## ACTIONS TO TAKE
A. Answer these from the CREATE excerpt:
(i) What is the cap on total assets, excluding land, for a domestic corporation to count as an MSME under the bill?
(ii) What special income tax rate does the Senate version set for proprietary, non-profit educational institutions and hospitals?
(iii) What rate will VAT-exempt taxpayers now subject to the three percent percentage tax pay under CREATE?
B. Please quote the part of the CREATE excerpt that opens with the words containing "Meanwhile, VAT-exempt taxpayers" and closes with "or against them.".

## TEXT EXCERPT

──────────────────────────────

It is our micro, small and medium enterprises (MSMEs), which were the most badly hit by the pandemic, that will benefit greatly from the measure since the bill seeks to immediately reduce to 20 percent the CIT on companies with incomes below P5 million annually. Under the bill, MSMEs are classified as domestic corporations with total assets, excluding land, of not more than P100 million and net taxable income of P5 million and below.

While CREATE will have a strong impact on businesses, other sectors will likewise benefit. The Senate version reduced taxes for proprietary, non-profit educational institutions and hospitals to a one percent special income tax rate from July 1, 2020 to June 30, 2023. It also increased the VAT-exempt thresholds for sales of real property, from P2.5 million to a maximum of P4.2 million.

Meanwhile, VAT-exempt taxpayers who are subject to the three percent percentage tax shall pay only one percent instead from July 1, 2020 to June 30, 2023 under CREATE.

According to media reports, during the interpellations on the bill, Sen. Pia said she was constantly being educated by her colleagues who provided valuable improvements to the CREATE provisions, most notably the 20 percent tax cut for MSMEs. She then painstakingly went over each of the proposed amendments and explained well why she was for or against them.

──────────────────────────────

## SUPPLIED INFORMATION
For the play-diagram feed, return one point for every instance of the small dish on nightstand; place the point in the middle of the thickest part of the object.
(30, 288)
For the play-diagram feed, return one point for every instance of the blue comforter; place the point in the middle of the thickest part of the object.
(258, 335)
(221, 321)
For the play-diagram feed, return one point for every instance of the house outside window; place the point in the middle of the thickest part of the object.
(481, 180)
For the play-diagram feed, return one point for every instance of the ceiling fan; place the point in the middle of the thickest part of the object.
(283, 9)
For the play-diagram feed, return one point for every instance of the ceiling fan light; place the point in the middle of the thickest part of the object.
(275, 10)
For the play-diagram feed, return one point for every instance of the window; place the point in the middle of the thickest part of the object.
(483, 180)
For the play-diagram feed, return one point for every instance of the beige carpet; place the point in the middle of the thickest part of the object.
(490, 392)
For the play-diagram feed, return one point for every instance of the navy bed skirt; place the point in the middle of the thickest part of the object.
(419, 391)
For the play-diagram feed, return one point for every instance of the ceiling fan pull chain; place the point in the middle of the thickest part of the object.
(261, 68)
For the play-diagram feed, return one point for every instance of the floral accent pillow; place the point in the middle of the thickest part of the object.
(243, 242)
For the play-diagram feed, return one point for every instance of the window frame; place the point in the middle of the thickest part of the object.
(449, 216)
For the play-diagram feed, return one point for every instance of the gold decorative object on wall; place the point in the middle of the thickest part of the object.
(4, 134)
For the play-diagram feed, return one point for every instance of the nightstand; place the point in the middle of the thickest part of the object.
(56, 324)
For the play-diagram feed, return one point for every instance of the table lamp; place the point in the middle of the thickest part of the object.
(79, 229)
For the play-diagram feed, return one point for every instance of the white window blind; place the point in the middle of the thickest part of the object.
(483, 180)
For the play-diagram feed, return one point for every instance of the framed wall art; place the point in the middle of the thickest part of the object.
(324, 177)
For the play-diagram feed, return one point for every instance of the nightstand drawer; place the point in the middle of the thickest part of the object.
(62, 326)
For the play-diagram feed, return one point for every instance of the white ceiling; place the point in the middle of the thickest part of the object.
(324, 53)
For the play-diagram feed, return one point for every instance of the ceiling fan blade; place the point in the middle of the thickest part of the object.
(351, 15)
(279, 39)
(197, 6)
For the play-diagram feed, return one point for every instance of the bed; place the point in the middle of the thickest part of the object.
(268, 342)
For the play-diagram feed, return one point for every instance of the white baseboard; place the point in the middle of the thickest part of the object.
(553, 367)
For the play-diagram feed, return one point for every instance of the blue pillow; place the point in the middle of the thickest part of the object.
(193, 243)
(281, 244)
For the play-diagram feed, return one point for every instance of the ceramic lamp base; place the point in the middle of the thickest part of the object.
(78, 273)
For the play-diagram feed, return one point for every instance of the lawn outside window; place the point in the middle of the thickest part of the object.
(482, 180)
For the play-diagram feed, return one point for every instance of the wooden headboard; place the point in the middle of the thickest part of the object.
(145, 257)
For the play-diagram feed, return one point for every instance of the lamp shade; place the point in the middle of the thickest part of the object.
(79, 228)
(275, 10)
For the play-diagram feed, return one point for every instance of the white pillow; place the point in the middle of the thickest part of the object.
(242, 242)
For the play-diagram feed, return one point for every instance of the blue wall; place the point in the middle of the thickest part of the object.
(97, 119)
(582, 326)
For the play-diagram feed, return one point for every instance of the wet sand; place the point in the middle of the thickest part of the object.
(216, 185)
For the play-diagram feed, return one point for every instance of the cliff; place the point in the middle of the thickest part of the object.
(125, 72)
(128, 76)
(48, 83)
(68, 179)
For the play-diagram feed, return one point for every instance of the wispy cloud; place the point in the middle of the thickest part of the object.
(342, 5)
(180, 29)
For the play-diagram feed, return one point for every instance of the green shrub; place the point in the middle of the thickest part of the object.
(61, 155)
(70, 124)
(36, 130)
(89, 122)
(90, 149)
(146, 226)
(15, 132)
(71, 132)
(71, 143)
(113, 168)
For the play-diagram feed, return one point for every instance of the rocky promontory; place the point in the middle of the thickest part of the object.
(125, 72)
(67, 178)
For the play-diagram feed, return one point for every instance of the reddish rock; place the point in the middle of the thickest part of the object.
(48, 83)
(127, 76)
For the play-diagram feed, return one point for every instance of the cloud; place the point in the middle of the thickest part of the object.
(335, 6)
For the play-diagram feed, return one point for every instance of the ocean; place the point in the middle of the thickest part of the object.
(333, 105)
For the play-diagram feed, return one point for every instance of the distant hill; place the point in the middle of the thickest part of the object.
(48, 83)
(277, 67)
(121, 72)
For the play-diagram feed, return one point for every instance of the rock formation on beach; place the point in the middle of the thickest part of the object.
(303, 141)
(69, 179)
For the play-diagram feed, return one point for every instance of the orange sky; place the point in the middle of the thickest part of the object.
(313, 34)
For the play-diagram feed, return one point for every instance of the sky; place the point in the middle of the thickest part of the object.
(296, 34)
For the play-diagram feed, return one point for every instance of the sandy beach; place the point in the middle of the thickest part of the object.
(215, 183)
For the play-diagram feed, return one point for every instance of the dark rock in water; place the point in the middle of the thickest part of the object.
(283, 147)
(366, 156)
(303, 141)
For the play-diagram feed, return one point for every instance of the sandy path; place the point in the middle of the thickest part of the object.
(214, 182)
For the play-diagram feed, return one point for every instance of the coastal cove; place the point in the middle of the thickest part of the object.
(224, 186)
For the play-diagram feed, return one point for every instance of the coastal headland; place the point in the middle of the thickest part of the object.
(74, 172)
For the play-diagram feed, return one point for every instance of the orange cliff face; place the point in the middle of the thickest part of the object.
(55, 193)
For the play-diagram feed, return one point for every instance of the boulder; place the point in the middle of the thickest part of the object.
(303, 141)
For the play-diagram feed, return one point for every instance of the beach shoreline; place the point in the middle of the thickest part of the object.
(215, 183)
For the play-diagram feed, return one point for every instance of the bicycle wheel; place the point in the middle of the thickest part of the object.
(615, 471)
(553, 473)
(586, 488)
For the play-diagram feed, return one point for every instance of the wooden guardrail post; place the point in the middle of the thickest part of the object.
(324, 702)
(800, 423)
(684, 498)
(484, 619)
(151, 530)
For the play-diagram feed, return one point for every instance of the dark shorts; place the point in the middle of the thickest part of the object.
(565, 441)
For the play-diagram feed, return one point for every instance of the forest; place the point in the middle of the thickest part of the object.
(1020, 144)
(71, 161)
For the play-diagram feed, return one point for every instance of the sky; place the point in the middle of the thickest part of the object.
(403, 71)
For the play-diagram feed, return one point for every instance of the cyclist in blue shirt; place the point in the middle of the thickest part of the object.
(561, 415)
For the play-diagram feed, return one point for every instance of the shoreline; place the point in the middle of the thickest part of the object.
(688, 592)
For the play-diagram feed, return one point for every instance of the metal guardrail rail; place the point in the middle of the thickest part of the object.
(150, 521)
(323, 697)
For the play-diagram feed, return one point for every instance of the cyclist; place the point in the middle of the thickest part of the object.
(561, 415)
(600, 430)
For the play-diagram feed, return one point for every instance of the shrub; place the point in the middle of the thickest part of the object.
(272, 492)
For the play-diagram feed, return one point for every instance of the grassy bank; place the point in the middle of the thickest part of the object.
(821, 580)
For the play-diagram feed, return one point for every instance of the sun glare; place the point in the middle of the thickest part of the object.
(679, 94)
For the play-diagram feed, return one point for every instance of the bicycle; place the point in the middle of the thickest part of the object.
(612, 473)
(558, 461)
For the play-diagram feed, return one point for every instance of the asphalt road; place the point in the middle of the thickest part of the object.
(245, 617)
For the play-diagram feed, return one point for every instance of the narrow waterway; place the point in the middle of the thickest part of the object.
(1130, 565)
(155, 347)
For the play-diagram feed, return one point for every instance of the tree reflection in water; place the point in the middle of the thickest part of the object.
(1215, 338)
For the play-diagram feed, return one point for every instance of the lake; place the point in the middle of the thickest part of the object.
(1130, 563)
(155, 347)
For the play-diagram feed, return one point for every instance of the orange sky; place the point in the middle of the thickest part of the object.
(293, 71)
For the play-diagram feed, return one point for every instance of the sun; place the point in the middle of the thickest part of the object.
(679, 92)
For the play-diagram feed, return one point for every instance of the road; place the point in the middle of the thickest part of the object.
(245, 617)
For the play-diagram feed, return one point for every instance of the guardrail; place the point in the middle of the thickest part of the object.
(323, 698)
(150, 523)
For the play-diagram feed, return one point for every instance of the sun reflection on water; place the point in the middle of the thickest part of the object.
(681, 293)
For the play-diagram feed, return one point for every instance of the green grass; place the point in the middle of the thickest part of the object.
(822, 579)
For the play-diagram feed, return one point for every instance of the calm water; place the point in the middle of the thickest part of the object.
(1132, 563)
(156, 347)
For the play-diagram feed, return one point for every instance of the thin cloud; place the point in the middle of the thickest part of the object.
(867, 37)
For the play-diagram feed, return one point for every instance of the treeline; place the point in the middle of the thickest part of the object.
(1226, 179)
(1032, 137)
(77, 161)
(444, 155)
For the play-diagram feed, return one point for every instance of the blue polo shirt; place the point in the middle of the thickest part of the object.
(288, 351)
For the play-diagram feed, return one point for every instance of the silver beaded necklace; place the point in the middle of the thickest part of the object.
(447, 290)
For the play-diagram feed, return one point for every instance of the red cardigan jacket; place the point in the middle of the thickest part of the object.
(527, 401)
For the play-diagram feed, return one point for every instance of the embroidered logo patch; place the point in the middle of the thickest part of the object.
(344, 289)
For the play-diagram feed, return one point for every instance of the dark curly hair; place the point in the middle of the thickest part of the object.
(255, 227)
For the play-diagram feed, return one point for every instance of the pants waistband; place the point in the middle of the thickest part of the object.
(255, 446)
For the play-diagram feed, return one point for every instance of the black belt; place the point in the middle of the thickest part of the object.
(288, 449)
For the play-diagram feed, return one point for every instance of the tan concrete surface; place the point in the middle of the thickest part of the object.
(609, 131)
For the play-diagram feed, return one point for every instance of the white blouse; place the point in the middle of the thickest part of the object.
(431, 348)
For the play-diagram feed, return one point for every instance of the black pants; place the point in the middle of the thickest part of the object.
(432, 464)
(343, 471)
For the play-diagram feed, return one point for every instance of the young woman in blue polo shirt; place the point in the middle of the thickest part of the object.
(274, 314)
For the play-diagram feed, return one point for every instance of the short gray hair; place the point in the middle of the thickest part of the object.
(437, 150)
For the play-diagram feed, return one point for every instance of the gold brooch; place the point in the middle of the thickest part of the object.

──────────────────────────────

## ANSWERS FOR EACH ITEM
A.
(i) Not more than P100 million.
(ii) One percent, from July 1, 2020 to June 30, 2023.
(iii) One percent, from July 1, 2020 to June 30, 2023.

B.
Meanwhile, VAT-exempt taxpayers who are subject to the three percent percentage tax shall pay only one percent instead from July 1, 2020 to June 30, 2023 under CREATE.

According to media reports, during the interpellations on the bill, Sen. Pia said she was constantly being educated by her colleagues who provided valuable improvements to the CREATE provisions, most notably the 20 percent tax cut for MSMEs. She then painstakingly went over each of the proposed amendments and explained well why she was for or against them.